--- What you have to do ---
Print each of the following items verbatim.

***** Data entries

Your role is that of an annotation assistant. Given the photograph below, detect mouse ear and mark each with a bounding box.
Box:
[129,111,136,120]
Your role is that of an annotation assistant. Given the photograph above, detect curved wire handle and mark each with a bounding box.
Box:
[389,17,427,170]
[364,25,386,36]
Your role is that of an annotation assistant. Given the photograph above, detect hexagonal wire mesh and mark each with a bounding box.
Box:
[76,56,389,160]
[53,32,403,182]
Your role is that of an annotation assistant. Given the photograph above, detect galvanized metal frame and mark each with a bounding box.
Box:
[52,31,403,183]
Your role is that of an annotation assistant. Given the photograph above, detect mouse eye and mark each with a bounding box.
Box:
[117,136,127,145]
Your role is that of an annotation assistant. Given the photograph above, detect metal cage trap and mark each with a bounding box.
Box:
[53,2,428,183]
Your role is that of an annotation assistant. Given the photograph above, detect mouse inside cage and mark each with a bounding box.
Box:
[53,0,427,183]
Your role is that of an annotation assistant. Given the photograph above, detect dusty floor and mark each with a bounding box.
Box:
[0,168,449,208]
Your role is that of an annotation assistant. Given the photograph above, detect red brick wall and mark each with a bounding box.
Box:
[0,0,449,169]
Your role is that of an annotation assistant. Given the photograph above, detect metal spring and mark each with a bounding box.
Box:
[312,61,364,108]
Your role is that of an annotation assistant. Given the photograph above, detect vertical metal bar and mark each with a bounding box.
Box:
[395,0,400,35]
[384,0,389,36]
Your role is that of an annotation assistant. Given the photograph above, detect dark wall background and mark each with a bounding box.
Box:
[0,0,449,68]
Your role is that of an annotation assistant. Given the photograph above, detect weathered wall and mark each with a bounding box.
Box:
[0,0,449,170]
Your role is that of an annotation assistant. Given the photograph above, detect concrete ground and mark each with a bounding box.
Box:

**********

--- Result of the exercise ---
Your role is that of an annotation assistant. Given the photograph below, detect mouse ear and mark each with a bounding box.
Box:
[129,111,136,120]
Your role is that of an annotation assistant. Given the photograph above, detect curved wire handle and mark each with a bounding box.
Box:
[389,17,427,170]
[364,25,386,36]
Your role is that of an annotation assistant. Given the photograph above, detect hexagonal wire mesh and mark each with a bounding box.
Box:
[76,56,389,160]
[53,32,403,182]
Your role is that of an annotation assistant. Given the photograph above, detect galvanized metal frame and mark each with a bounding box.
Box:
[52,31,403,183]
Your role is that of an annotation assistant. Given the photograph above, detect mouse eye and mark each with a bounding box.
Box:
[117,136,127,145]
Your role is that of an annotation assistant. Given the photograph above, detect metal cage trap and mark each with a bounding box.
Box:
[53,2,428,183]
Your role is that of an annotation assistant. Given the photograph above, detect mouse inside cage and mark each with a bounding box.
Box:
[53,0,427,183]
Your role is that of an annotation assistant. Given the photograph above, detect dusty floor and mark each with a bounding box.
Box:
[0,168,449,208]
Your role is that of an annotation assistant. Given the photograph above, detect red brick wall and mark each with a bounding box.
Box:
[0,0,449,169]
Your role is that of an annotation assistant. Given the photograph above, detect metal spring and mark each with a bounding box.
Box:
[312,61,364,108]
Your role is that of an annotation assistant. Given the photograph above, detect vertical metal bar and mark each with a bounding box.
Box:
[395,0,400,35]
[384,0,389,36]
Your role is that of an annotation assistant. Given the photograph above, detect dark wall background and mark each with a bounding box.
Box:
[0,0,449,68]
Your role is that of an annotation assistant. Given the photograph above, detect weathered wall and mark each with a bounding box.
Box:
[0,0,449,170]
Your role is that of an annotation assistant. Given the photograph above, detect concrete ground and mark each with a bounding box.
Box:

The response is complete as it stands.